**Work item**
Any picture must be dropped, but each line of the data should be duplicated exactly.
Start of Records to use
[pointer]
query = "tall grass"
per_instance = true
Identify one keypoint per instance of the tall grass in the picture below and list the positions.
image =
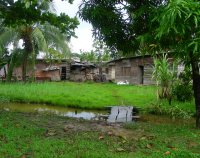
(85, 95)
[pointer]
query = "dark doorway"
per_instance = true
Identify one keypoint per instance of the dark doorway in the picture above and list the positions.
(141, 74)
(63, 73)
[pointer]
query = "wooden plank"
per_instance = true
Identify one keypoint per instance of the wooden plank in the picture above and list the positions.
(120, 114)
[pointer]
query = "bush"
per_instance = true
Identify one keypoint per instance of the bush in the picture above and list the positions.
(173, 111)
(183, 92)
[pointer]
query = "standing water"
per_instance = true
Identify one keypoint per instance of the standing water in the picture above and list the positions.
(56, 110)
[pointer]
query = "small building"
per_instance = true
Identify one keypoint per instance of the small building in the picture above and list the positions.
(80, 71)
(44, 70)
(134, 70)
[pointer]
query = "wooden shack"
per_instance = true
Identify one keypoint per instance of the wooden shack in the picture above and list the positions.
(52, 71)
(133, 70)
(80, 71)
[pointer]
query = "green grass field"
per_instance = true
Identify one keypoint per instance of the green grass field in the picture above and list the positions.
(85, 95)
(43, 136)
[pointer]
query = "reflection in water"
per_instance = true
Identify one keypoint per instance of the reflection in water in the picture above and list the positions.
(56, 110)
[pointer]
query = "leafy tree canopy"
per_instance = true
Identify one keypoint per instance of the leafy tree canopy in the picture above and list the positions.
(28, 12)
(119, 23)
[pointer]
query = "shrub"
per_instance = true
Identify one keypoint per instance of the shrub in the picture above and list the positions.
(183, 92)
(183, 89)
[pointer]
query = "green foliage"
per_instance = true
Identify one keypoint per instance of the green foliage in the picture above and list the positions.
(172, 111)
(28, 135)
(36, 11)
(84, 95)
(183, 90)
(164, 76)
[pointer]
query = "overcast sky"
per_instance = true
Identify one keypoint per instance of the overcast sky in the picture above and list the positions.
(84, 33)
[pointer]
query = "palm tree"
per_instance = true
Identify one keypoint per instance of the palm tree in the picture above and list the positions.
(164, 76)
(35, 38)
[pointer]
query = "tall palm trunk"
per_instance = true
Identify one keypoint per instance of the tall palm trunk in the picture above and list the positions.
(10, 68)
(196, 87)
(26, 35)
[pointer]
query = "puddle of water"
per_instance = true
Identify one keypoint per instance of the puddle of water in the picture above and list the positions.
(56, 110)
(86, 114)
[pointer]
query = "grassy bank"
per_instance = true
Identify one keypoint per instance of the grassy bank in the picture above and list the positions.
(85, 95)
(41, 136)
(79, 94)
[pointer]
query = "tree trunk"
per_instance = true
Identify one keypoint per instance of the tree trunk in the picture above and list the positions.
(10, 68)
(26, 36)
(196, 87)
(5, 73)
(24, 65)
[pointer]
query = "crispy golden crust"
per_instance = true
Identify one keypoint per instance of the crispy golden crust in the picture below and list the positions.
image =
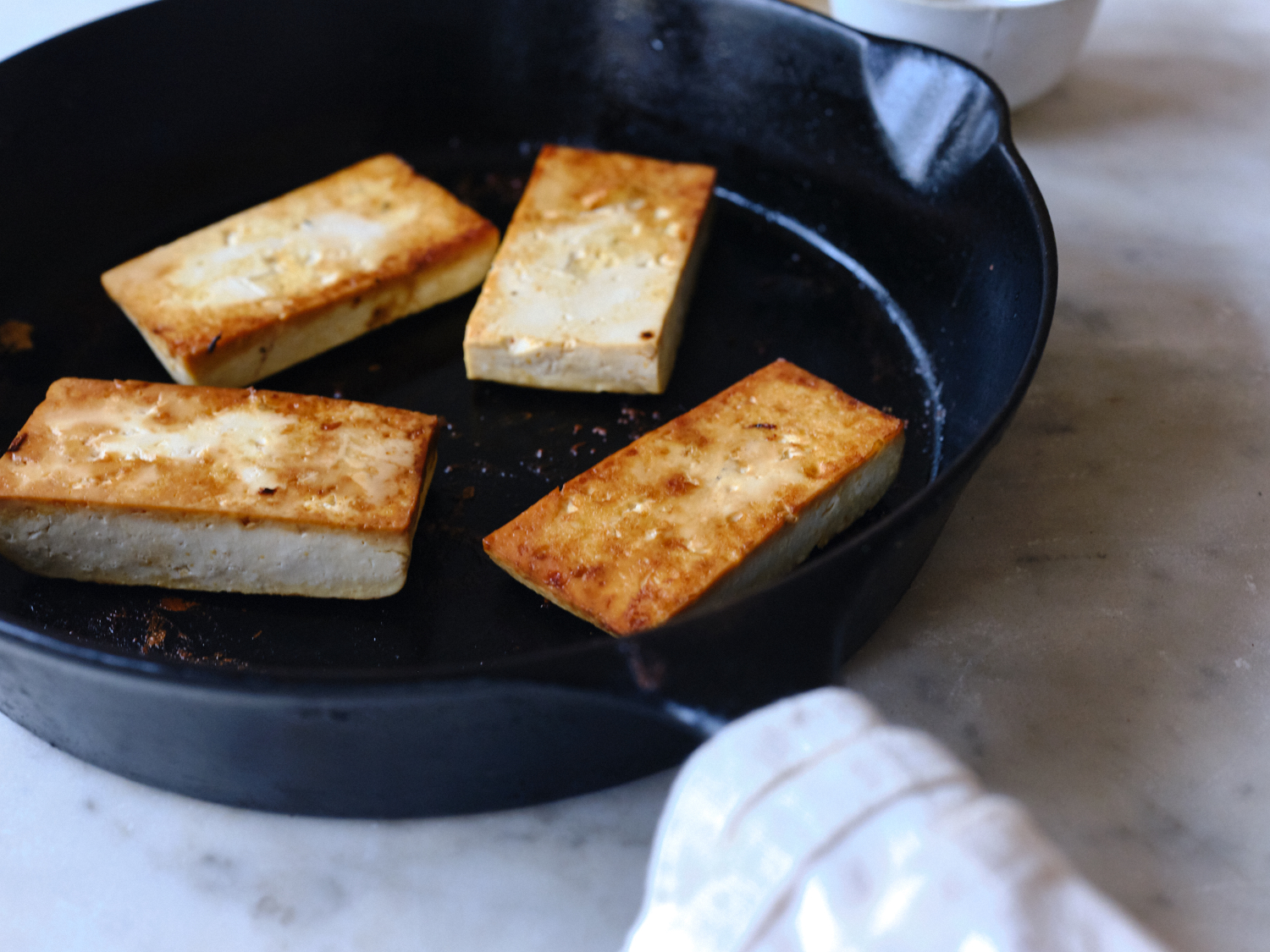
(253, 454)
(588, 289)
(228, 287)
(653, 528)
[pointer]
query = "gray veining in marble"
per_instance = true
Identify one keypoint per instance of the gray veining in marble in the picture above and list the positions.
(1091, 634)
(1092, 631)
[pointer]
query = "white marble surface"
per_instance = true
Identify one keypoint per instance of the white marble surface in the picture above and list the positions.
(1091, 634)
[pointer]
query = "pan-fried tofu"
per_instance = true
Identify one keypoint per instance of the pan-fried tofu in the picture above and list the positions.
(592, 282)
(218, 490)
(726, 498)
(284, 281)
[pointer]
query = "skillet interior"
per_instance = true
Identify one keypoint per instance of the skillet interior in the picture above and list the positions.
(142, 127)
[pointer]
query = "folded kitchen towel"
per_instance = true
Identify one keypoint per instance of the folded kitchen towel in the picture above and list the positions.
(814, 827)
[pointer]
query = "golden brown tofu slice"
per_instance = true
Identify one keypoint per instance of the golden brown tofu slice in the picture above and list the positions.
(218, 490)
(284, 281)
(726, 498)
(592, 282)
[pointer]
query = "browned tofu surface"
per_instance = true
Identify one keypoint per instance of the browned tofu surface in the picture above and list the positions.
(767, 470)
(253, 454)
(591, 284)
(289, 278)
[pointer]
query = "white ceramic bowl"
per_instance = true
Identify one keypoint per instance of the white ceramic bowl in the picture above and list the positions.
(1026, 46)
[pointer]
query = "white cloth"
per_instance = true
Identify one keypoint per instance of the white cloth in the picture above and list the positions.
(813, 827)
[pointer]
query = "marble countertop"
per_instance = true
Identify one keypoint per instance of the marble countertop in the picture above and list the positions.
(1091, 632)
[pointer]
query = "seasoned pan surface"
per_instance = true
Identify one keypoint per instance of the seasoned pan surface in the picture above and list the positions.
(902, 256)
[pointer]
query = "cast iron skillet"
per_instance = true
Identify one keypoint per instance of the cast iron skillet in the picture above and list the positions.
(875, 226)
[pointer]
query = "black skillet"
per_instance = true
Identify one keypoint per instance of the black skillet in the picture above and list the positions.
(875, 225)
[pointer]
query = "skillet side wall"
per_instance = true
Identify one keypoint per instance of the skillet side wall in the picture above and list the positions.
(101, 162)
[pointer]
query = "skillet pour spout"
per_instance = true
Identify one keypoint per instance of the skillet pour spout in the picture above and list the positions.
(873, 223)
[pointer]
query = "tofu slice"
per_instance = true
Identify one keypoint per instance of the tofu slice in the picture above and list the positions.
(218, 490)
(589, 289)
(284, 281)
(726, 498)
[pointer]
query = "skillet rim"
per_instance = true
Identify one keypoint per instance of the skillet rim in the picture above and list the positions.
(950, 479)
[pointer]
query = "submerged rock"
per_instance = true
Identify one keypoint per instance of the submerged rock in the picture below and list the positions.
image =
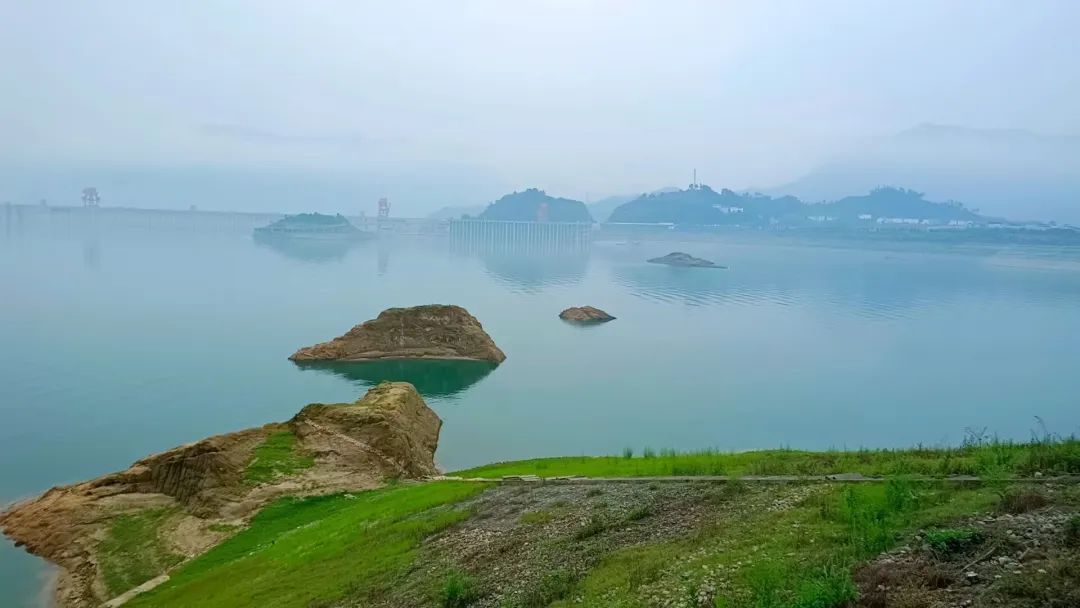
End of Records to use
**Answer space**
[pointer]
query = "tall grass"
per_instance = true
Identify one keypoint per instance of the tall grass in the picture below and list the positions.
image =
(85, 95)
[pointer]
query = "dark doorway"
per_instance = true
Identify one keypoint per instance of the dark doorway in the picture above and list the positions.
(141, 74)
(63, 73)
[pointer]
query = "wooden plank"
per_instance = true
Identify one keypoint per instance of the wooden plank in the picture above and list the positions.
(120, 114)
[pointer]
query = "bush"
per_instance = true
Identify one keypoint per instance of the bush in the picture above and list the positions.
(173, 111)
(183, 92)
[pointer]
query = "standing water"
per_instance = true
Identify one keypoint per instance of the standing water in the picture above and list the positions.
(56, 110)
[pointer]
query = "small building"
per_instance = true
Identify one keypoint per instance of the small building in the picture above and list the positions.
(80, 71)
(44, 70)
(134, 70)
[pointer]
query = "wooden shack"
per_instance = true
Identify one keypoint per instance of the wooden shack in the picture above and list the positions.
(52, 71)
(133, 70)
(80, 71)
[pointer]
query = "green grass field"
per_instance = true
Identify one keypoint per instance of the green grass field in the picture above and list the positions.
(85, 95)
(43, 136)
[pointer]
query = "reflection in water"
per_instance = true
Identify one keypoint per instance of the reflection in water in the picture above and list the positions.
(56, 110)
[pointer]
query = "leafy tree canopy"
per_instance = true
Identify one keypoint per instance of the leafy tree canopy in the picture above and list the positions.
(28, 12)
(119, 23)
[pointer]
query = "shrub"
per_instance = true
Identify one keypoint per instance of the shrub in the picture above and list the positions.
(183, 92)
(183, 89)
[pointer]
query = "green foliage"
per_instance = true
Identify one keypoint per instance of the green foliage in the picture above and list the positions.
(172, 111)
(28, 135)
(36, 11)
(84, 95)
(183, 90)
(164, 76)
[pointer]
query = "overcast sky"
per_instance = true
Identify one keypoint per instance of the overcast sky in the picture above and list the positions.
(84, 33)
[pointer]
query = "palm tree"
per_instance = true
Identify one keypoint per instance of the palm tree in the picture above and list the positions.
(164, 76)
(35, 38)
[pointer]
query = "tall palm trunk"
per_instance = true
Identify one keypoint per instance of the tall palm trunk in the picture above and list the positions.
(10, 68)
(196, 87)
(26, 35)
[pointer]
query = "puddle of water"
per_instance = true
Identify one keypoint per instance of the puddle of water in the picture above and list the positions.
(56, 110)
(86, 114)
[pointer]
query = "grassy bank"
per_instance = true
Identify one keypoint per instance of the grassy bank in the picture above and list the positions.
(85, 95)
(41, 136)
(79, 94)
[pointer]
query = "tree trunk"
per_instance = true
Identify one keypoint per instance of the tree trunk in the picture above and list the positions.
(10, 68)
(26, 36)
(196, 87)
(5, 73)
(24, 65)
[pointer]
query = "crispy golden crust"
per_instance = true
Identify one keypoint per instance of the crispy golden crust in the picture below and list the positions.
image =
(253, 454)
(588, 289)
(228, 287)
(653, 528)
[pointer]
query = "gray veining in marble"
per_instance = true
Identify one keypoint per instance of the gray veining in marble in the picture above and list the positions.
(1091, 634)
(1092, 631)
[pointer]
query = "white marble surface"
per_instance = true
Identify one keypoint per instance of the white marble surface in the picture above and list the positions.
(1091, 634)
[pointer]
query = "pan-fried tofu"
per_instance = true
Identify one keypoint per instance of the pan-fried tofu in the picture above and list the positions.
(592, 282)
(218, 490)
(726, 498)
(284, 281)
[pointer]
query = "skillet interior"
per_instance = true
Identify one keypoint per instance of the skillet interior in the picture above and list the positions.
(142, 127)
[pointer]
query = "folded kitchen towel"
per_instance = true
Identify one keypoint per instance of the folded kitchen towel in the picture above and list the positions.
(814, 827)
[pointer]
query = "golden brown tofu slice"
per_instance = true
Identify one keypoint per instance of the golden brown tofu slice in the picture above and list the positions.
(218, 490)
(284, 281)
(726, 498)
(592, 282)
[pointer]
query = "browned tofu surface"
per_instance = true
Identify one keypoint per instance of the browned tofu surface in the picture above and list the positions.
(767, 470)
(253, 454)
(591, 284)
(289, 278)
[pointer]
query = "white ceramic bowl"
per_instance = true
Identify one keypoint per instance of the white ceramic bowl in the picture above and list the positions.
(1026, 46)
[pointer]
query = "white cloth"
per_instance = true
Identify one keypoint per instance of the white cloth in the picture above and list the positions.
(813, 827)
[pointer]
query = "marble countertop"
per_instance = true
Identify one keypoint per instance of the marble countertop in the picture above and list the positions.
(1091, 632)
[pointer]
query = "seasoned pan surface"
per_instance = true
Identify one keypoint per instance of the seasoned pan surface in the picture above and list the positions.
(902, 256)
[pointer]
query = "cast iron skillet"
per_instance = true
Identify one keypoint per instance of the cast iron skillet in the picture above and list the positions.
(875, 226)
[pointer]
query = "black skillet"
per_instance = true
Identify one keypoint per instance of the black skillet in the picture above and list the positions.
(875, 225)
[pointer]
query = "skillet side wall"
per_instance = true
Identify one keypoint per instance of the skillet side wall in the picture above and list the positions.
(101, 162)
[pointer]
query = "skillet pour spout"
per_instance = true
Identify one keypoint per instance of the skillet pour spout in the picture above and list the positions.
(873, 223)
[pointer]
query = "tofu slice"
per_instance = true
Identify one keypoint per instance of the tofu slice in the picture above and list the positions.
(218, 490)
(589, 289)
(284, 281)
(726, 498)
[pointer]
query = "skillet rim"
per_instance = true
Identify one keypoint per instance of the skillet rim in the picture above and list the positions.
(950, 479)
[pointer]
query = "submerged rock"
per_instance = true
Identify one keypoint per instance of the submerged rock in the picture below and list the positions.
image =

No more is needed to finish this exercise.